◆ **Work order**
Return the line containing "Pass a photo" and all lines after it exactly; stop at the end of the material.

◆ **Records for the exercise**
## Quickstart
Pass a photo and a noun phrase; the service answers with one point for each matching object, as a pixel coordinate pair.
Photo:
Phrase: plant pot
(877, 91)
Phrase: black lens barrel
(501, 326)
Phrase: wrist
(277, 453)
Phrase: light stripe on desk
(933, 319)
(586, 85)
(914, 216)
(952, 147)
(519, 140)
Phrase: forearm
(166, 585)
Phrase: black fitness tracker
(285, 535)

◆ **Solution**
Pass a photo and a noun phrase; the service answers with one point for each matching object, as a pixel coordinate pair.
Photo:
Phrase: plant pot
(877, 91)
Phrase: black lens barrel
(501, 326)
Phrase: wrist
(277, 453)
Phrase: light stripe on desk
(933, 319)
(586, 85)
(914, 216)
(952, 147)
(519, 140)
Phrase: forearm
(166, 585)
Phrase: black fitness tracker
(285, 535)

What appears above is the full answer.